**WHAT YOU SHOULD DO**
Please return each record exactly as it stands.
[[ PROVIDED INFORMATION open ]]
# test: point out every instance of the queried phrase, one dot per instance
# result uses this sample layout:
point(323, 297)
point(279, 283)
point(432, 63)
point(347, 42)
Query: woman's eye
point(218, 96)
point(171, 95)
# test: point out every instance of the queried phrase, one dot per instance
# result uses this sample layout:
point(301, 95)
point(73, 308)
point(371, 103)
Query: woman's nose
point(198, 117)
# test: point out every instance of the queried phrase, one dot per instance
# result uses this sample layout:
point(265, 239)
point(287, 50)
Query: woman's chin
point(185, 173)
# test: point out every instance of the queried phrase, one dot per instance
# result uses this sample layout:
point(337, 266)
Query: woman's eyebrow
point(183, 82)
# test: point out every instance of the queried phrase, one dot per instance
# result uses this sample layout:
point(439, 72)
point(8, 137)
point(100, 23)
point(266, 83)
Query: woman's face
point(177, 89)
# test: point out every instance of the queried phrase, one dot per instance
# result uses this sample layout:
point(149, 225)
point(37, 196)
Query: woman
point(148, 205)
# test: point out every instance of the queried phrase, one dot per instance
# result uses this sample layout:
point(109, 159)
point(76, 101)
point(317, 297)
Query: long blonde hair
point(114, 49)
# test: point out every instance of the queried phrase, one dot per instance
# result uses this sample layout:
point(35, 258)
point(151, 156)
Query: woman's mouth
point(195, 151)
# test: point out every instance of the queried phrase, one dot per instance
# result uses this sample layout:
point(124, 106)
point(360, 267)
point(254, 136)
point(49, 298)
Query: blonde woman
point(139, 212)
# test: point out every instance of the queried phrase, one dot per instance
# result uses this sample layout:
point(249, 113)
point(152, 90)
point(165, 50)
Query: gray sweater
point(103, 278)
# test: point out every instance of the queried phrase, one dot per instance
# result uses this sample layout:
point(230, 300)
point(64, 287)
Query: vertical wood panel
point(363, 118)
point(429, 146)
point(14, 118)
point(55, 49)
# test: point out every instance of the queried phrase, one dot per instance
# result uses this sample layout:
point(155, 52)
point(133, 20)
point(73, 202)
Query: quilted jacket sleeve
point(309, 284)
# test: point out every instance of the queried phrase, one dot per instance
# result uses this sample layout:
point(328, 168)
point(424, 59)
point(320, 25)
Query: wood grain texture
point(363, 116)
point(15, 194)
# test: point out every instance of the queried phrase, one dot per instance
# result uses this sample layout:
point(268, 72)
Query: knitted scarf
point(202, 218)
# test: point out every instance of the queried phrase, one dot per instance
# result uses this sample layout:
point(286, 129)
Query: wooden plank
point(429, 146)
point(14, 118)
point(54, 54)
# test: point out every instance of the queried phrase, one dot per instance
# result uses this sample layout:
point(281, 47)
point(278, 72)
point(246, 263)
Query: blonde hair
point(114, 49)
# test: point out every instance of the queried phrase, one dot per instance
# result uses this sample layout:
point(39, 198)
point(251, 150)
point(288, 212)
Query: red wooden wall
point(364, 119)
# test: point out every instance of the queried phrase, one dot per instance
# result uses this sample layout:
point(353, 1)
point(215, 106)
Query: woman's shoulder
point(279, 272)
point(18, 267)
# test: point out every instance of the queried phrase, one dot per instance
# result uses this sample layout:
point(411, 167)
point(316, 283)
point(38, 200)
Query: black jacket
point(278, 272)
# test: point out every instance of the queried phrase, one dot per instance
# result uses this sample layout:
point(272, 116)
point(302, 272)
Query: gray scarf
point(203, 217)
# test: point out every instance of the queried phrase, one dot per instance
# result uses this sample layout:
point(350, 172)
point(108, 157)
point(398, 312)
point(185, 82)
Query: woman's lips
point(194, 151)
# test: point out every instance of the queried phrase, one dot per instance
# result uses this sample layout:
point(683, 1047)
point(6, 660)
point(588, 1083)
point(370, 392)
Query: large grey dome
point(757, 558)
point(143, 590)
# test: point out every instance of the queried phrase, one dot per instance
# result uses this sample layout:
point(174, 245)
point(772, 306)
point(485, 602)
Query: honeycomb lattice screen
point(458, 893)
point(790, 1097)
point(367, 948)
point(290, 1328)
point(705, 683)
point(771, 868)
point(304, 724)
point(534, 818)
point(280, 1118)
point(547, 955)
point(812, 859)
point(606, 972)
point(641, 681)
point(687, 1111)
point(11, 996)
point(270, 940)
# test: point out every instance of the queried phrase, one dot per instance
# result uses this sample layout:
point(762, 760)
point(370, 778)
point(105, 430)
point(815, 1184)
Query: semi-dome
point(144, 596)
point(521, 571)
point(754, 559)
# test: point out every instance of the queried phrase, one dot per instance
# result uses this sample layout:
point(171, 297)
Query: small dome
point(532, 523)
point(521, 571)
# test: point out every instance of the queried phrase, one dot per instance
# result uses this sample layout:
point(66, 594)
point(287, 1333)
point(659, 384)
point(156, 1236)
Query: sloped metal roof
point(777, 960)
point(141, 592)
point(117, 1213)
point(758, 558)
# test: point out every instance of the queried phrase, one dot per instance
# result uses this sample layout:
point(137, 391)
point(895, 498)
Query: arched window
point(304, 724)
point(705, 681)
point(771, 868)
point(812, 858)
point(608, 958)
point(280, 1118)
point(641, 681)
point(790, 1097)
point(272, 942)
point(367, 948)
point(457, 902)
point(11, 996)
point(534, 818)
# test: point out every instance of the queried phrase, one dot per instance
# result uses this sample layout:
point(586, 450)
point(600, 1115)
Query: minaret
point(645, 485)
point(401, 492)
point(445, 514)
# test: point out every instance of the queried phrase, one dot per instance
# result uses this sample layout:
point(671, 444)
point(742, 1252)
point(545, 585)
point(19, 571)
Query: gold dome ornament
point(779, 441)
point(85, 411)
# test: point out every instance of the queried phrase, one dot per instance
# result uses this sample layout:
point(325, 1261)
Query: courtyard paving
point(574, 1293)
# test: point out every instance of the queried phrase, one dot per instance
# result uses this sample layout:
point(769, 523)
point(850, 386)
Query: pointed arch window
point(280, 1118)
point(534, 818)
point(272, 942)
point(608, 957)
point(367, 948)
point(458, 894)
[[ PROVIDED INFORMATION closed ]]
**COMPLETED EXERCISE**
# test: point out every instance of the queried phrase, one dot per instance
# result uses this sample layout:
point(323, 297)
point(279, 283)
point(432, 63)
point(347, 42)
Query: woman's eye
point(218, 96)
point(171, 95)
# test: point out every instance of the queried phrase, one dot per instance
# result uses this sample layout:
point(301, 95)
point(73, 308)
point(371, 103)
Query: woman's nose
point(198, 117)
# test: point out every instance of the queried phrase, one dot per instance
# result uses this sample layout:
point(265, 239)
point(287, 50)
Query: woman's chin
point(185, 173)
# test: point out every instance of the queried phrase, one dot per instance
# result uses this sample layout:
point(337, 266)
Query: woman's eyebrow
point(183, 82)
# test: point out every instance of the queried phrase, one dot per instance
# result uses this sample layout:
point(439, 72)
point(8, 137)
point(100, 23)
point(266, 83)
Query: woman's face
point(177, 89)
# test: point out every instance of the queried phrase, one dot per instance
# result uses this sample layout:
point(149, 225)
point(37, 196)
Query: woman
point(148, 205)
# test: point out every instance of the queried phrase, one dot per instance
# result uses this sample layout:
point(109, 159)
point(76, 101)
point(317, 297)
Query: long blonde hair
point(114, 49)
# test: point out every instance of the queried phrase, one dot per instance
# result uses this sample layout:
point(35, 258)
point(151, 156)
Query: woman's mouth
point(195, 151)
# test: point out every instance of the queried phrase, one dot per instance
# result uses this sample layout:
point(124, 106)
point(360, 267)
point(254, 136)
point(49, 298)
Query: blonde woman
point(139, 212)
# test: point out every instance of the queried phrase, one dot per instance
# result uses this sample layout:
point(249, 113)
point(152, 90)
point(165, 50)
Query: gray sweater
point(103, 278)
# test: point out every instance of the queried phrase, one dot per instance
# result uses this sample layout:
point(230, 300)
point(64, 287)
Query: vertical wood panel
point(363, 118)
point(429, 146)
point(14, 118)
point(55, 49)
# test: point out every instance of the queried phrase, one dot per instance
# result uses this sample layout:
point(155, 52)
point(133, 20)
point(73, 202)
Query: quilted jacket sleeve
point(309, 284)
# test: point out every instance of the queried phrase, one dot per instance
# result uses this sample layout:
point(328, 168)
point(424, 59)
point(320, 25)
Query: wood grain texture
point(363, 116)
point(15, 194)
# test: point out every instance of the queried phrase, one dot per instance
# result uses this sample layout:
point(268, 72)
Query: knitted scarf
point(202, 218)
# test: point out every instance of the queried phrase, one dot per instance
# result uses this sample layout:
point(286, 129)
Query: wooden plank
point(429, 146)
point(14, 118)
point(54, 54)
# test: point out every instance of the queried phrase, one dot per instance
# result uses this sample layout:
point(281, 47)
point(278, 72)
point(246, 263)
Query: blonde hair
point(114, 49)
# test: point out every instance of the queried phrase, one dot per instance
# result uses this sample layout:
point(39, 198)
point(251, 150)
point(288, 212)
Query: red wooden wall
point(364, 119)
# test: point out every instance of the queried phrase, one dot per instance
# result uses this sample layout:
point(353, 1)
point(215, 106)
Query: woman's shoulder
point(279, 272)
point(18, 267)
# test: point out every instance of the queried phrase, one dot per instance
# result uses this sample layout:
point(411, 167)
point(316, 283)
point(38, 200)
Query: black jacket
point(278, 272)
# test: point out every instance of the queried phrase, one dot per instance
# result uses this sample layout:
point(272, 116)
point(302, 272)
Query: gray scarf
point(203, 217)
# test: point out every instance of the queried phrase, one dot per instance
# result uses this sample layout:
point(350, 172)
point(108, 157)
point(398, 312)
point(185, 82)
Query: woman's lips
point(194, 151)
# test: point out every instance of the queried phrase, one dot per instance
# result uses this sample layout:
point(683, 1047)
point(6, 660)
point(588, 1083)
point(370, 392)
Query: large grey dome
point(757, 558)
point(143, 590)
# test: point out every instance of the queried phrase, one dot per instance
# result uses this sample layout:
point(174, 245)
point(772, 306)
point(485, 602)
Query: honeycomb lattice screen
point(458, 893)
point(790, 1097)
point(367, 948)
point(290, 1328)
point(705, 683)
point(771, 868)
point(304, 724)
point(534, 818)
point(280, 1118)
point(547, 955)
point(812, 859)
point(606, 972)
point(641, 681)
point(687, 1111)
point(11, 996)
point(270, 940)
# test: point out every instance of the queried phrase, one dot per instance
# result uses this sample layout:
point(762, 760)
point(370, 778)
point(105, 430)
point(815, 1184)
Query: semi-dome
point(144, 596)
point(521, 571)
point(754, 559)
# test: point out every instance of the queried phrase, one dot per instance
# result uses this sample layout:
point(171, 297)
Query: small dome
point(532, 523)
point(521, 571)
# test: point out every instance of the queried phrase, one dot per instance
# result uses this sample layout:
point(66, 594)
point(287, 1333)
point(659, 384)
point(156, 1236)
Query: sloped metal roof
point(777, 960)
point(141, 592)
point(117, 1213)
point(758, 558)
# test: point out every instance of the queried phrase, one dot per instance
# result uses this sample layout:
point(137, 391)
point(895, 498)
Query: arched window
point(304, 724)
point(705, 681)
point(771, 868)
point(812, 858)
point(608, 958)
point(280, 1118)
point(641, 681)
point(790, 1097)
point(272, 942)
point(367, 948)
point(457, 902)
point(11, 996)
point(534, 818)
# test: point out every instance of the queried phrase, one dot per instance
# result uses this sample layout:
point(586, 450)
point(600, 1115)
Query: minaret
point(645, 485)
point(401, 492)
point(445, 514)
# test: point out every instance of the queried phrase, one dot per instance
# result uses this sample layout:
point(671, 444)
point(742, 1252)
point(545, 585)
point(19, 571)
Query: gold dome ornament
point(779, 441)
point(85, 411)
# test: point out every instance of the queried phrase, one dot per instance
# result uses this sample layout:
point(325, 1261)
Query: courtyard paving
point(574, 1293)
# test: point out every instance of the queried phrase, one dot per instance
# result uses this sample layout:
point(769, 523)
point(850, 386)
Query: pointed arch window
point(280, 1118)
point(534, 818)
point(272, 942)
point(608, 957)
point(367, 948)
point(458, 894)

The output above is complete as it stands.